┌─ DATA EXCERPTS

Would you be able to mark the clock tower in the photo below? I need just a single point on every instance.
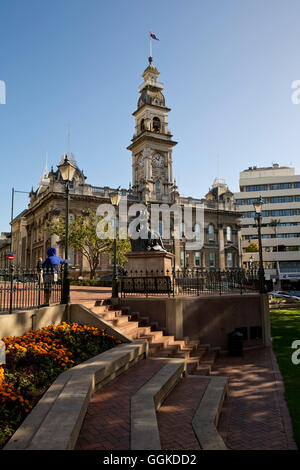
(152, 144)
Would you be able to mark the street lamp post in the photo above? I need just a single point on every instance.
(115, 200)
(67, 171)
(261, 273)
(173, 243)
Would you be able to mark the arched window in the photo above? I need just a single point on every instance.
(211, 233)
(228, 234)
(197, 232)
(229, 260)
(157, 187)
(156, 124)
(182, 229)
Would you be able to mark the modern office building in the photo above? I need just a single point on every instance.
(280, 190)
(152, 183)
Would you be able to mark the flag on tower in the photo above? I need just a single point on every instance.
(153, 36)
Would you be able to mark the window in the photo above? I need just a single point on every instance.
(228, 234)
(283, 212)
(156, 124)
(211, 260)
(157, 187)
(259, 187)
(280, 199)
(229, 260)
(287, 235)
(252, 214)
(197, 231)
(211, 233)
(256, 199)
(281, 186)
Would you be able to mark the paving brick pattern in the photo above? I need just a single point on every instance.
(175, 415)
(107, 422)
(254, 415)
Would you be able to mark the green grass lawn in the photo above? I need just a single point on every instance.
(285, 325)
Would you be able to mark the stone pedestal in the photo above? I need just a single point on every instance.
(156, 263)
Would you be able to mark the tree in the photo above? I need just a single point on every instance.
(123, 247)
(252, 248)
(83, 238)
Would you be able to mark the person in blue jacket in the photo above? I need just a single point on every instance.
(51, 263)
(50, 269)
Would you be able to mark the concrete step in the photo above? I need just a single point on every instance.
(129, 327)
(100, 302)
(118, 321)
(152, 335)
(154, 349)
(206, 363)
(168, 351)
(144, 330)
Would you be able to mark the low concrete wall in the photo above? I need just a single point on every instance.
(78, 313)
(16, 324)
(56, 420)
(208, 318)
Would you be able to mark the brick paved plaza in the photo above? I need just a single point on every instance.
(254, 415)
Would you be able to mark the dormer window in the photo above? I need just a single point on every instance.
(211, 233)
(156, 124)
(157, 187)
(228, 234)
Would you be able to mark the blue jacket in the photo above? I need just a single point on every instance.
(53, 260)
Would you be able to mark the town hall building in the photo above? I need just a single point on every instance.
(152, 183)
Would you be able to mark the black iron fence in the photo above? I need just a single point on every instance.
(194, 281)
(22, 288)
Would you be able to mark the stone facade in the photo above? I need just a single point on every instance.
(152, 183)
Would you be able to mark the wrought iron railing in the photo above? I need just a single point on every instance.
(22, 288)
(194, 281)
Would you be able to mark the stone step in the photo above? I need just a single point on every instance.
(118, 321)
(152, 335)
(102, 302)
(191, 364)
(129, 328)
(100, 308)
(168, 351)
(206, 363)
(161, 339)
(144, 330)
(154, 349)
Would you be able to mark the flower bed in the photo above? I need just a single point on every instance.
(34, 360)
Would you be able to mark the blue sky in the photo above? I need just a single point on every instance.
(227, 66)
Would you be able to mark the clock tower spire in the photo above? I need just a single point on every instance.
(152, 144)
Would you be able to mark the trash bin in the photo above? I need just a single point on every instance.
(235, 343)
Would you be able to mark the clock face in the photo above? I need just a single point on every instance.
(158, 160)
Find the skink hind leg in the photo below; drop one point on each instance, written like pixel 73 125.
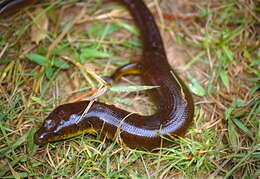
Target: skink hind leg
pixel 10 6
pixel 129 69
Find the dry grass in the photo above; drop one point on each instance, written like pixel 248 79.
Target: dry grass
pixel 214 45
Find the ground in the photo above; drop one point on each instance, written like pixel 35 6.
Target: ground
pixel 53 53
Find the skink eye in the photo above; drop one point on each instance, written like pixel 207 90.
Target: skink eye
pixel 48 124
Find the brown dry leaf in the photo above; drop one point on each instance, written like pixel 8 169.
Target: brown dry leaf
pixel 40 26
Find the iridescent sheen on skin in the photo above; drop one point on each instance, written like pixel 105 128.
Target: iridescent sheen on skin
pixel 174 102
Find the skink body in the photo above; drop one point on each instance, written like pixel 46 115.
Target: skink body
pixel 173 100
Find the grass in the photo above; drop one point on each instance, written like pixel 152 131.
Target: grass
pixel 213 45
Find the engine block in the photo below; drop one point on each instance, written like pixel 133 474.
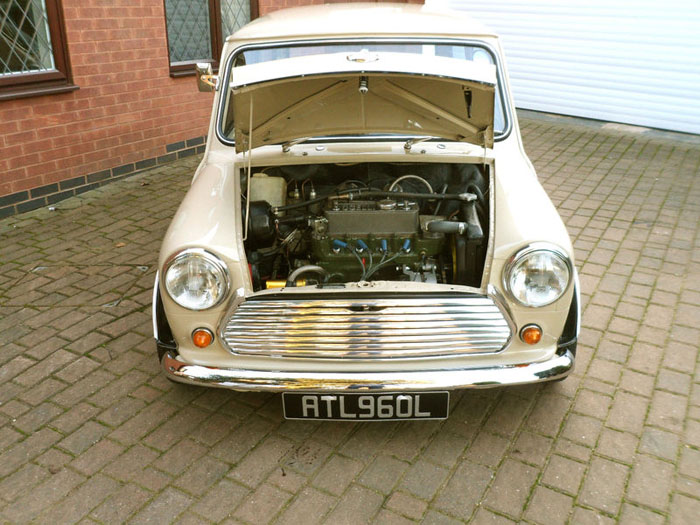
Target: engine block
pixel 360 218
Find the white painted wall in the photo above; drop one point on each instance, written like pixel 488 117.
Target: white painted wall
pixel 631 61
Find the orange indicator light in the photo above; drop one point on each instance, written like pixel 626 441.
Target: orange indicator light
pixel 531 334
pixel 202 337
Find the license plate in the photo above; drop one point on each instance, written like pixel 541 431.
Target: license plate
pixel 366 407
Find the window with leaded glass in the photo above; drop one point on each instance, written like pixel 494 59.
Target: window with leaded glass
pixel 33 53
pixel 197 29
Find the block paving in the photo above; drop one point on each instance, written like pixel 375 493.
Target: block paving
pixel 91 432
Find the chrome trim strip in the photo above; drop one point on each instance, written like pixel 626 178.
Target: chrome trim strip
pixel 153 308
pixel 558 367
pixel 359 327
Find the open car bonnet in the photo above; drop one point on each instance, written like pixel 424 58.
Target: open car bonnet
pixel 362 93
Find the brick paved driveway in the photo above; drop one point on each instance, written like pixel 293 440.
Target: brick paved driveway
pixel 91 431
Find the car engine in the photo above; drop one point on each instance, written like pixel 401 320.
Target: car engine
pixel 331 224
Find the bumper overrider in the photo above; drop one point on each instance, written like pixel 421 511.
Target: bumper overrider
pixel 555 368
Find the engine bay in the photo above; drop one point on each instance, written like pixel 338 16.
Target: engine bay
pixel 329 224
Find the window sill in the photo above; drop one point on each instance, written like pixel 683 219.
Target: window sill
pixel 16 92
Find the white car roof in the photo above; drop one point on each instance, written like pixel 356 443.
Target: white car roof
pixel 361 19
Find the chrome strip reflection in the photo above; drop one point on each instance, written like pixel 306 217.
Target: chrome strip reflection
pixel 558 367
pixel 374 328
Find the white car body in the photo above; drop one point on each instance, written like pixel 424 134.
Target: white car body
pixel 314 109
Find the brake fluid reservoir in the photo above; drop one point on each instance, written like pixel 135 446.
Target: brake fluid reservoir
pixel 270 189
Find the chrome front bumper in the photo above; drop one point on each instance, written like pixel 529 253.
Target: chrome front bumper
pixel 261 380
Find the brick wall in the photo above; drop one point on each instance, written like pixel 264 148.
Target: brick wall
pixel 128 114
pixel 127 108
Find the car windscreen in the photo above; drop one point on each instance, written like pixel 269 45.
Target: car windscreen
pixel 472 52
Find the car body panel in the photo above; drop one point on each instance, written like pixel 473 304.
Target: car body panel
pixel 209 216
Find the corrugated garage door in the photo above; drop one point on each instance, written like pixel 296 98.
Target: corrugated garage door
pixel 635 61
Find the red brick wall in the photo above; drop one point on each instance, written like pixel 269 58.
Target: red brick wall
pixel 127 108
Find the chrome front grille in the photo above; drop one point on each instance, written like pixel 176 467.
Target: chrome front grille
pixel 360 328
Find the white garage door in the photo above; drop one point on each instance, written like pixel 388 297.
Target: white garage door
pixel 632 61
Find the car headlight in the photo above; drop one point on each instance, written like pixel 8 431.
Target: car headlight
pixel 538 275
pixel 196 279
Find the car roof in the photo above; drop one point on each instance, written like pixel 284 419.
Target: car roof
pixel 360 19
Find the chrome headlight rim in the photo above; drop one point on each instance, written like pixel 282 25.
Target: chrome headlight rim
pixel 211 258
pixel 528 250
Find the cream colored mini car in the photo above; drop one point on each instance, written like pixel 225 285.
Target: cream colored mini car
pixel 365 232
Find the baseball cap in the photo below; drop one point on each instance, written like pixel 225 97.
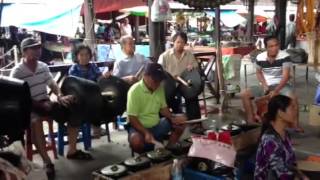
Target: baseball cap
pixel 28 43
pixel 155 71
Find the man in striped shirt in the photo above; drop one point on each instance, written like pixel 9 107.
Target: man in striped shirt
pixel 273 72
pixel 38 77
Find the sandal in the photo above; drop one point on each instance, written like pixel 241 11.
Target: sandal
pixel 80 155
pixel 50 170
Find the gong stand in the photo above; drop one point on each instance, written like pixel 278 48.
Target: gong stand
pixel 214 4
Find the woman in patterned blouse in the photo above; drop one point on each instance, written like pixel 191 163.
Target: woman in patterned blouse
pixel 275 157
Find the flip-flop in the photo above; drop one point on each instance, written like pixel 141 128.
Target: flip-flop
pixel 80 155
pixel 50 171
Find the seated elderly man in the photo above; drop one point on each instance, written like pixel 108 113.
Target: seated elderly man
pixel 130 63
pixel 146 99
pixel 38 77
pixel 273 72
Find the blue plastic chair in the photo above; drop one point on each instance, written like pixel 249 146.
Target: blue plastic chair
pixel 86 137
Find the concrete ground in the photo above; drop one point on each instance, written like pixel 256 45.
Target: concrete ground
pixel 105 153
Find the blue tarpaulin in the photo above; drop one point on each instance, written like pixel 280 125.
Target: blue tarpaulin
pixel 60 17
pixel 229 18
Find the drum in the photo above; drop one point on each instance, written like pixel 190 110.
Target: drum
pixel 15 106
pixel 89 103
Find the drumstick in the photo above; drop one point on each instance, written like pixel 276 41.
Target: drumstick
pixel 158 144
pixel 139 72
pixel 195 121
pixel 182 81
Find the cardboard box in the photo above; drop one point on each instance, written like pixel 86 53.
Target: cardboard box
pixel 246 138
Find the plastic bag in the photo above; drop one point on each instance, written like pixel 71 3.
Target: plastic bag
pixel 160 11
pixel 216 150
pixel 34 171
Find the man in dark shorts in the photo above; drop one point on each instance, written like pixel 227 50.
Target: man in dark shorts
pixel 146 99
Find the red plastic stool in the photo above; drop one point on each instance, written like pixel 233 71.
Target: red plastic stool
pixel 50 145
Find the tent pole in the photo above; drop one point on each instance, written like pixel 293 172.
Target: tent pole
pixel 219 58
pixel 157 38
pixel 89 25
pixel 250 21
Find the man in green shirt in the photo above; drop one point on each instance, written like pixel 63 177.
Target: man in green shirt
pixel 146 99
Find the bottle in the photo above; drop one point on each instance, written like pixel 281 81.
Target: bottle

└─

INSTRUCTIONS FOR THE TASK.
Copy out the lines exactly, starting at the line that contains "Find the cardboard" and ending at the line that contains "pixel 50 145", with both of those lines included.

COMPLETE OUTPUT.
Find the cardboard box in the photo above; drop one point on each instance, written like pixel 86 53.
Target: cardboard box
pixel 246 138
Find the plastic bag in the photo above; drop one point on each instance, written like pixel 71 3.
Target: plastic bag
pixel 160 11
pixel 216 150
pixel 34 171
Find the man in dark shorts in the photo above; drop one point on each instance, written like pixel 227 50.
Target: man in dark shorts
pixel 146 99
Find the red plastic stool in the photo above; drop one point on each instance, written like pixel 233 71.
Target: red plastic stool
pixel 50 145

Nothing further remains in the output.